▶ [Task goal]
Only the text belongs in the copy. Transcribe the data exactly and drop any pictures.
*** Input for this task Section Begins ***
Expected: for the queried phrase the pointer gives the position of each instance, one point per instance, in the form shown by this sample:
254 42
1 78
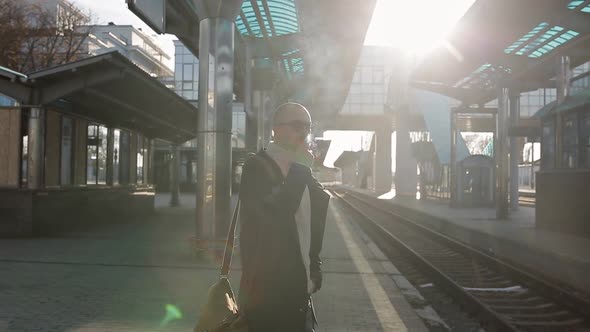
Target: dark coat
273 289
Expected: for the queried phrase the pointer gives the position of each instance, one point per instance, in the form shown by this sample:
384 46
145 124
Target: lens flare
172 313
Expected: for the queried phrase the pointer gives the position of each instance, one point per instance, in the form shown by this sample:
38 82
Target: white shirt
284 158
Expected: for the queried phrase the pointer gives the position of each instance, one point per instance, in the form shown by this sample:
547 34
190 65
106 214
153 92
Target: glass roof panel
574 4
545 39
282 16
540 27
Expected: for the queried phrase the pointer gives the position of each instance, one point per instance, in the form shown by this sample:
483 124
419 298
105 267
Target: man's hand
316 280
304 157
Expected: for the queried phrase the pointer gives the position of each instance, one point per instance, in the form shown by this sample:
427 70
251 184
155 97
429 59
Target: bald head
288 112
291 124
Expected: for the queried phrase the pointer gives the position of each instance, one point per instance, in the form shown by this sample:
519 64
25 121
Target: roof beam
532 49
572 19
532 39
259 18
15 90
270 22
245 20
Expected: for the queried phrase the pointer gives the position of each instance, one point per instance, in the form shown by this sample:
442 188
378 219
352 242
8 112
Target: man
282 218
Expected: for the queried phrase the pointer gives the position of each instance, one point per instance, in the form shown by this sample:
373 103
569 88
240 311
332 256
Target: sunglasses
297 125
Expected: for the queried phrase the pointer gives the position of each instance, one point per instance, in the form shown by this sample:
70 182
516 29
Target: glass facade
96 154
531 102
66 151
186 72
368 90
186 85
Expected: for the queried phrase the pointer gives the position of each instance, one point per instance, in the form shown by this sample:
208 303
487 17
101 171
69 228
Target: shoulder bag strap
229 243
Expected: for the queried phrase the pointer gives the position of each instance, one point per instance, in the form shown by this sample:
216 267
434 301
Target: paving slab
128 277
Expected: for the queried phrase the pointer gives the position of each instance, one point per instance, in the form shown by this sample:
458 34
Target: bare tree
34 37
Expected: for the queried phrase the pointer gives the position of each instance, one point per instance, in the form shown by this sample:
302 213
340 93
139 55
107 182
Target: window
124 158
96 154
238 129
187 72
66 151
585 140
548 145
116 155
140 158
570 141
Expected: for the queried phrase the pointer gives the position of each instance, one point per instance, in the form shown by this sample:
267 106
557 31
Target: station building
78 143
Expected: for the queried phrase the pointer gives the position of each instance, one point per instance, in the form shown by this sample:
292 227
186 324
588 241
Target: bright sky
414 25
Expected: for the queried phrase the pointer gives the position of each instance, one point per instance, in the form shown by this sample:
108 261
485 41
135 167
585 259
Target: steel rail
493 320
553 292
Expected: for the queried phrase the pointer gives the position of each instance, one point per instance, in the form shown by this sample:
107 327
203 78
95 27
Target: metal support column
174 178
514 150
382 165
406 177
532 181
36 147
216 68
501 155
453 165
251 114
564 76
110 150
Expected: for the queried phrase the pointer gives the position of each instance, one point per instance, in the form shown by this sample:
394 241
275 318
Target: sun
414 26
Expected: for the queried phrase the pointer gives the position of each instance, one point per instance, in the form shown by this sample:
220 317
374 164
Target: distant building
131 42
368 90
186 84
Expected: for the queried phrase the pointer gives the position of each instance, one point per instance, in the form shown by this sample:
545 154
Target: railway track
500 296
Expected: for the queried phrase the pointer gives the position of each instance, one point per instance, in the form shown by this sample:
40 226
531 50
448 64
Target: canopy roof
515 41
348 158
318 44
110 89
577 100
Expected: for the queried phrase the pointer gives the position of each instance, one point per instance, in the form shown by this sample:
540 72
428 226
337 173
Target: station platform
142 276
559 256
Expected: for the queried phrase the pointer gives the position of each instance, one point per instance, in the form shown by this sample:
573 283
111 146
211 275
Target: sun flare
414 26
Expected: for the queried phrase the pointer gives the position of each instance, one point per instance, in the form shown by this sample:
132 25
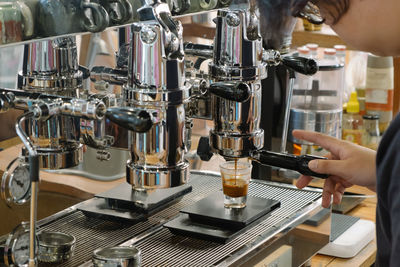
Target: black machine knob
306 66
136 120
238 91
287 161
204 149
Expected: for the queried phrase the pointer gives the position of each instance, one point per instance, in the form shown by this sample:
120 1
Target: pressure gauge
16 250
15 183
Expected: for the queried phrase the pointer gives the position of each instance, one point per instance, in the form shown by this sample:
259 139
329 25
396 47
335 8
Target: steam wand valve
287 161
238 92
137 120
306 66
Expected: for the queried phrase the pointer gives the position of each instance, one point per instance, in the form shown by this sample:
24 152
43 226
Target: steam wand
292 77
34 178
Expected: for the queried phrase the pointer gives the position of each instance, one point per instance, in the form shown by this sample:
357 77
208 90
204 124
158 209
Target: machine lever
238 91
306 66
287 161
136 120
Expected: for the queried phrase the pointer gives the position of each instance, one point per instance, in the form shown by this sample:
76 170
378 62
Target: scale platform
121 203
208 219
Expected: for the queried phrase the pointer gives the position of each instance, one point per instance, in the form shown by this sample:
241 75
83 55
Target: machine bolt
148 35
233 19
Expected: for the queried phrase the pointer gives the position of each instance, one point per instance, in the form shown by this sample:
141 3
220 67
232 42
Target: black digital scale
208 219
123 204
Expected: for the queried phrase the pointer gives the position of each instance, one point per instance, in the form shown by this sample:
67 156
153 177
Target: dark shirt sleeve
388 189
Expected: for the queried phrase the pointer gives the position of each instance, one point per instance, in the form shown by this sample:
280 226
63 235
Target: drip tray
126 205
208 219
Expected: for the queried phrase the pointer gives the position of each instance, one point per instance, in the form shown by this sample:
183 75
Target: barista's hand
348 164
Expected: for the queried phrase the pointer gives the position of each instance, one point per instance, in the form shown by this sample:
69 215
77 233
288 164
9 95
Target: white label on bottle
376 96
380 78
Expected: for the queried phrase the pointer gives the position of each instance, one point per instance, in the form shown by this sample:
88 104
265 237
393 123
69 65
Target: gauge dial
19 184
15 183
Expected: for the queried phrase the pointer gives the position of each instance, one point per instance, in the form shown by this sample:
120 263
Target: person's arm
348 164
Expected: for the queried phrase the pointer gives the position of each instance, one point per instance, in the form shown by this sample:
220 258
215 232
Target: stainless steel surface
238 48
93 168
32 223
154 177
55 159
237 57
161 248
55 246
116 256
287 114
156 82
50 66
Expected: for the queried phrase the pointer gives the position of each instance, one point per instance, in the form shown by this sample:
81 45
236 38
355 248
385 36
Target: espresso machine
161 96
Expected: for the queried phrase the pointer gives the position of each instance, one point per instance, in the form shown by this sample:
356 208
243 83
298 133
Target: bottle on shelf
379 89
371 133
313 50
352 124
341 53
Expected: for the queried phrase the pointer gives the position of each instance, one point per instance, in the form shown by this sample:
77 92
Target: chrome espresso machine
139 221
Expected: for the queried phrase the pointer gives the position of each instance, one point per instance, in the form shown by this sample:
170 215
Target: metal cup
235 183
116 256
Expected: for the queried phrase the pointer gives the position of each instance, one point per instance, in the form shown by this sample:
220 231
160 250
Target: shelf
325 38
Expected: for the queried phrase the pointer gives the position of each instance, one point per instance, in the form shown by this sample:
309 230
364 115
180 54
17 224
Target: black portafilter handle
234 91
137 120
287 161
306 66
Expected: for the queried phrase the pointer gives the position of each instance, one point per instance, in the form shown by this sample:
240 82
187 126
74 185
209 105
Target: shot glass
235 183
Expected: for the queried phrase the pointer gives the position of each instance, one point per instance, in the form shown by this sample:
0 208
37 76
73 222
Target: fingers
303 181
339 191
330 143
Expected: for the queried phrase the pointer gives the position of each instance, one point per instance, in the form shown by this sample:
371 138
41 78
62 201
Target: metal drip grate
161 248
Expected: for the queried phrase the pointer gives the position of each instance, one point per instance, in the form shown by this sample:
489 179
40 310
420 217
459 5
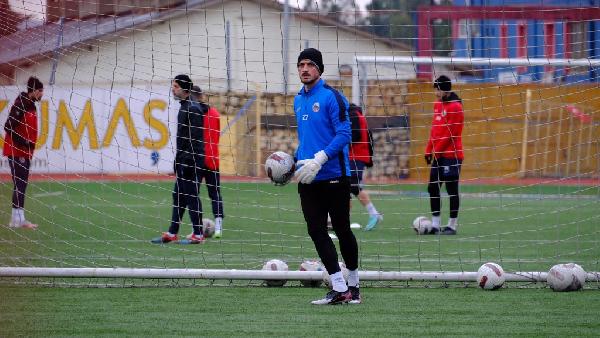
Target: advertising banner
*** Input for this task Section Ends ***
▶ [Result for this task]
Expected: for the queried phrase the pointer gives the position of each instance, one point per instance, in the form shown by this sample:
254 42
1 78
Target: dark coat
273 289
Expected: for the queried phrase the pointer gives the position of each instance, one point per instance, in the form shown by this sample:
384 46
145 124
Target: lens flare
172 313
Expected: for the queried phrase the pointer gives the position of each instance, one point per instance, in the form shown by this sample:
38 82
Target: white shirt
284 158
Expected: for the queried phrase the pointer gives the position of each instance, one point per instance, in the form shown by this sample:
547 34
190 65
106 214
153 92
Target: glass roof panel
574 4
545 39
282 16
540 27
Expected: for the queried phrase the pointer gives the position of each instance, one point per instance, in the form shown by this sample:
483 124
419 298
105 267
Target: man's hand
316 280
304 157
Expected: for the queried phrase the pointer gives the position of each instance, one point per instance, in the form shown by this sample:
427 70
251 184
155 97
429 59
Target: bald head
288 112
291 124
Expected: for the queried phrase the pointer gives the position of each instance, one point per instance, in the form shown by this sample:
519 64
25 121
Target: roof beam
532 49
572 19
532 39
259 18
15 90
270 22
245 20
Expected: for the queried phrase the pointer gives the position of each instance, one point per instance, in the form shown by this sample:
442 188
378 219
352 242
8 112
Target: man
282 218
Expected: for the queried phrase the pointer gives the position of each instance, one point per instance, in the form shown by this sample:
373 103
569 88
240 311
332 256
Target: sunglasses
297 125
Expected: for the queried phrase the pointer gives the position of each instance, one point per instance, in the form shown by this sample:
70 182
516 29
Target: glass facade
96 154
531 102
66 151
186 72
368 90
186 85
Expected: for the queried phrase the pointer gives the position of each instance, one point per instance, in the form shown by this sample:
208 303
487 17
101 171
69 228
Target: shoulder bag strap
229 243
Expected: for the queried phrase the pointer gives the position of each instance, one point per instance, in the form shown by this sample:
216 267
434 301
Target: paving slab
128 277
Expected: for the queried phrase the pointer gives the position of each instance, one point per instance, in the form shown by this sample:
458 34
Target: bare tree
34 37
Expected: for the queried phrase the pointer gives the position of each instance, one point per instance, in the form shown by this sample:
302 213
340 93
139 55
107 182
Target: window
124 158
96 154
238 129
187 72
66 151
585 140
548 145
116 155
140 158
570 141
Expected: for the queried phrase the pointer gives the position of each instance, one point per instance, in the form shown by this sample:
267 106
557 31
Target: station building
78 143
Expected: for the queried phrase the pointer gives the position of each instance, one point per instance, in the form shown by this sample:
292 227
186 324
588 241
Target: bright sky
414 25
Expected: for the queried phrase the pointer gives the position of each instance, one point per instance, in the form shown by this sample:
108 261
485 41
135 167
585 259
Target: steel rail
493 320
553 292
Expected: for the queried phrase the pointer gives the position of each instance, one point per instance, in the form shown by this sample:
107 327
203 78
95 27
Target: metal support column
174 178
514 150
382 165
406 177
532 181
36 147
216 68
501 155
453 165
251 114
564 76
110 150
Expected: for the queried phrase the pointer gives the position of each instance, one point per instance, in the form shown by this sample:
394 241
275 318
Target: sun
414 26
Expected: for the queried phrase the pointer gives the position of each instance, one point per instance, in the form shown by this sample:
220 317
374 164
Target: distant building
131 42
368 90
186 84
Expected: for the queried phrase the pointer gives the position of each instance, one point per instance, in the form shown by this sample:
545 154
Target: railway track
500 296
Expected: for the queried phrase the pointer gives the position of each instance, one point per instance, in the form shown by this sample:
40 226
531 50
448 64
Target: canopy roof
515 41
348 158
318 44
110 89
577 100
Expected: for the queried phrase the pointer gives the position of each instance, one point per instance, in the form shown by this sample:
540 72
428 226
337 173
Target: station platform
142 276
559 256
Expected: for the queried phrase the pointer gives the position of each instance, one point per instance, in the form shown by this sample:
573 283
111 146
211 275
Target: sun flare
414 26
Expected: for the queried phrase the pointer gives the position of each instance, one point per instance, in the form shown by this sample:
132 25
Target: black machine knob
306 66
136 120
238 91
287 161
204 149
Expected: for the queried phrase the pointer gives the position of each instance, one point per instance, in the form shown by this sample:
120 1
Target: pressure gauge
16 250
15 183
Expected: for the queried phrase the pointer gives the position of each instance, one point per instance, in the form shown by this sample:
259 139
329 25
396 47
335 8
Target: steam wand valve
287 161
238 92
137 120
306 66
Expected: for the queried phrase the pointer gives the position of each instance, one point per instance, in the form shown by this sample:
24 152
43 226
Target: steam wand
292 77
34 178
Expected: for the queried phrase the pointer gives the position of each instance, one point per instance, in the form shown by this sample:
357 77
208 90
204 124
158 209
Target: machine lever
238 91
306 66
287 161
136 120
Expected: for the queried phrase the pointer gives the position of each instance, one point per instance, in the form shown by this sample:
76 170
378 62
Target: scale platform
121 203
208 219
Expected: for the queried phrase the pointer gives the position of each instance, one point per instance, in the form shown by this sample:
241 75
83 55
Target: machine bolt
148 35
233 19
Expected: for the queried phrase the pointer gives the position of each instance, one point per instance, in the form shown by this sample:
141 3
220 67
232 42
Target: black digital scale
208 219
123 204
Expected: for the queried phrase the pointer gives the position of each instance, one point per instance, in the form shown by this sample:
67 156
153 177
Target: dark shirt sleeve
388 189
Expected: for the queried phrase the pointer gives the position of each instance, one point per instance, in the form shown by this sample:
280 226
63 235
Target: drip tray
126 205
208 219
Expected: for the queried phrase the pointer gives the position of each instance, one point per instance, in the form shown by this sample:
183 75
Target: barista's hand
348 164
Expected: for the queried phrase the pointer gives the position of each instance, one point per instance, in the form shown by this sample:
69 215
77 233
288 164
9 95
Target: white label on bottle
376 96
380 78
Expected: for the queried phrase the pointer gives the position of each instance, one point per instance, in the form shown by this sample:
88 104
265 237
393 123
69 65
Target: gauge dial
19 184
15 183
Expected: for the queried phrase the pointer gives the position of each instance, one point per instance, in the form shown by this sample:
120 263
Target: person's arm
348 164
Expected: for the queried phrase the pointer gives the position of each instance, one point per instance, in the form shown by this sample:
220 258
215 232
Target: stainless steel surface
238 48
93 168
32 223
154 177
55 159
237 57
161 248
55 246
116 256
287 114
156 82
50 66
Expected: for the queried phrase the pointer gives the position of each instance, one point per instance, in the form shown by this sample:
81 45
236 38
355 248
385 36
Target: espresso machine
161 96
Expected: for the queried phrase the pointer gives the position of each instance, one point per instance, in the form shown by this sample:
356 208
243 83
298 133
Target: bottle on shelf
379 89
371 133
313 50
352 124
341 53
Expected: for the queried phrase the pointer gives the position of each instance, one point per instance, in the form shown by this sample:
77 92
Target: chrome espresso machine
139 221
Expected: for the queried phrase the pointer gives the position of each instance, one point per instance, in the form shown by this sample:
170 215
Target: metal cup
235 183
116 256
Expected: for the queried phrase the pointer gives the position of each instance, one point per instance, in the form shown by this sample:
220 231
160 250
Target: shelf
325 38
Expected: for the queried phrase the pointer gives the position of each instance, one point per instance, in the form shown by this sample:
309 230
364 115
180 54
17 224
Target: black portafilter handle
234 91
137 120
287 161
306 66
Expected: for the queried phrase the pointer gives the position of each instance, one point per instance, in the form shown by this sample:
240 82
187 126
74 185
209 105
Target: shot glass
235 183
Expected: for the queried phrase the pointer gives the position of each instance, one point per instance, in the form shown by this sample:
0 208
37 76
73 222
Target: fingers
303 181
339 191
330 143
Expected: for the queried phrase the pointer gives the position of each instance, one point per instance, in the form shown by this sample:
371 138
41 78
62 201
Target: metal drip grate
161 248
Expected: for the queried phrase the pointer gives the position of each instance, one point per instance, in the form shown by this sample:
489 179
40 310
420 217
459 5
Target: advertising banner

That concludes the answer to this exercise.